▶ _DATASET_:
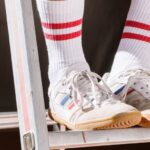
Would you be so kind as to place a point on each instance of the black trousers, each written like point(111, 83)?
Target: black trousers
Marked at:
point(102, 29)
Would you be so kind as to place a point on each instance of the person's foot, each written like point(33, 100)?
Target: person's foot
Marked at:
point(79, 102)
point(133, 87)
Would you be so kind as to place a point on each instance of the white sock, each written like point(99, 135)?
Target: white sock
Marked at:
point(62, 26)
point(134, 48)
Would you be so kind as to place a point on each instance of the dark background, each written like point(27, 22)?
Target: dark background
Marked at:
point(102, 28)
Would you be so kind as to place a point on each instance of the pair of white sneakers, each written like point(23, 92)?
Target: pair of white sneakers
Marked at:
point(83, 100)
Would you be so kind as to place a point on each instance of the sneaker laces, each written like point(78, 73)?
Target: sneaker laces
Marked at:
point(85, 85)
point(140, 74)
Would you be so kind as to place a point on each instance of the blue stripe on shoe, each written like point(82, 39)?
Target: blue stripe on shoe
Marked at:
point(64, 100)
point(119, 90)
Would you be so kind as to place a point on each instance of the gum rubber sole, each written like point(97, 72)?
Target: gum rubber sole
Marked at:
point(122, 120)
point(145, 121)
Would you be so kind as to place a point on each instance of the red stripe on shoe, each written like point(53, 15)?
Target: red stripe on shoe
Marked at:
point(62, 25)
point(128, 35)
point(62, 37)
point(136, 24)
point(129, 92)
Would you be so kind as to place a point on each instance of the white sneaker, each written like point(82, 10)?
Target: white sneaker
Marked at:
point(133, 87)
point(79, 102)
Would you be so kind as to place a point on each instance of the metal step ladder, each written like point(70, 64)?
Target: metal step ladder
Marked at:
point(30, 103)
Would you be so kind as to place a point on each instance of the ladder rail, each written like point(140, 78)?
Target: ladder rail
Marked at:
point(27, 77)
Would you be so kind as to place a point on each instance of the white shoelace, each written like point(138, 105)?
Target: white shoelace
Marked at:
point(85, 85)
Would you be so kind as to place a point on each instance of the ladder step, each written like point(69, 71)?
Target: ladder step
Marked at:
point(78, 139)
point(9, 120)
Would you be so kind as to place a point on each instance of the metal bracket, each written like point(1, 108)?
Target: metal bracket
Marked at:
point(29, 142)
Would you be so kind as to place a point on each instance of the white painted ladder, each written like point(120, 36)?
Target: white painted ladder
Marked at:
point(30, 103)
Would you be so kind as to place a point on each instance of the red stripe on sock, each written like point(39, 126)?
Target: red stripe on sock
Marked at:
point(129, 35)
point(136, 24)
point(62, 25)
point(62, 37)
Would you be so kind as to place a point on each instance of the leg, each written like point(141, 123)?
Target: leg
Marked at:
point(76, 97)
point(130, 73)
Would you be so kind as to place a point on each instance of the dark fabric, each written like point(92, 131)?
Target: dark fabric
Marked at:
point(102, 28)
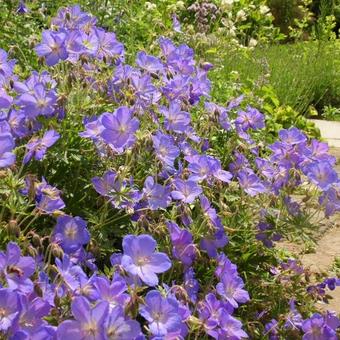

▶ _WHAT IS NEEDED_: Rewrite the entries above with every "Marked at" replaced by "Points placed at", leaving all other wording and every point unchanged. Omit the pictures from your copy.

▶ _CORRECT RESPONSE_:
Would you be so kind as to place a point on each instance of the black trousers, each written like point(111, 83)?
Target: black trousers
Points placed at:
point(102, 29)
Would you be so kind as to place a point on each instance of the person's foot, each written like point(33, 100)?
Target: person's foot
Points placed at:
point(79, 102)
point(133, 87)
Would you be so kind as to place a point on each instance of the white sock, each written like point(99, 135)?
Target: white sock
Points placed at:
point(62, 26)
point(134, 48)
Would you be so kind as to place a point on each instance of the dark background, each written like point(27, 22)?
Target: dark background
Points placed at:
point(102, 28)
Would you be so kind as to place a point on each instance of the pair of white sneakers, each written like point(23, 92)?
Target: pair of white sneakers
Points placed at:
point(83, 100)
Would you be so kind as to place a point on each instance of the sneaker laces, each written like point(78, 73)?
Target: sneaker laces
Points placed at:
point(85, 85)
point(140, 74)
Would you be so kind as to place a point on each instance of the blue stripe on shoe, each written like point(82, 39)?
Target: blue stripe on shoe
Points placed at:
point(64, 100)
point(119, 90)
Would you be so kind as to place a point on each instance of the gum rubber sole, each written like point(97, 72)?
Target: gum rubber sole
Points placed at:
point(122, 120)
point(145, 121)
Would you be so kind as to place a point on each instance of the red stripe on shoe, each written like point(53, 15)?
Target: red stripe on shoe
Points placed at:
point(62, 25)
point(128, 35)
point(62, 37)
point(136, 24)
point(129, 92)
Would you be so kind as to place a point on each instance of the white sneaker, each written like point(82, 10)?
Target: white sneaker
Points placed at:
point(133, 87)
point(79, 102)
Would you be so kind as to place a point on each instance of the metal step ladder, each written like point(70, 64)?
Target: metal step ladder
Points placed at:
point(30, 103)
Would you be so kind as to place a point on each instance of the ladder rail, each written like point(140, 78)?
Target: ladder rail
Points placed at:
point(27, 77)
Would you be so kind as to place a point on each instance of the white shoelace, each written like point(138, 105)?
Target: white shoelace
Points placed at:
point(85, 85)
Would you be so kind as to place a point on each instance of the ladder step, each written like point(69, 71)?
Target: ladder step
Points placed at:
point(78, 139)
point(9, 120)
Would you be so kind as to place a point on each instance of the metal bracket, each written like point(1, 108)?
Target: metal bracket
Points placed at:
point(29, 142)
Would you be so kind as to place a point on each instance of the white painted ladder, each written like point(120, 36)?
Target: white painted ladder
Points placed at:
point(30, 103)
Would you be so kind as to place a point on each instance of the red stripe on sock, each written like point(39, 126)?
Target: red stripe on sock
Points placed at:
point(129, 35)
point(136, 24)
point(62, 25)
point(62, 37)
Would you be so kind as to place a point on each instance of the leg, each written like point(141, 123)?
Target: leg
Points placed at:
point(76, 97)
point(130, 73)
Would you be so kind as to place a point on each instance of the dark fabric, each written like point(92, 131)?
Target: dark fabric
Points placed at:
point(102, 28)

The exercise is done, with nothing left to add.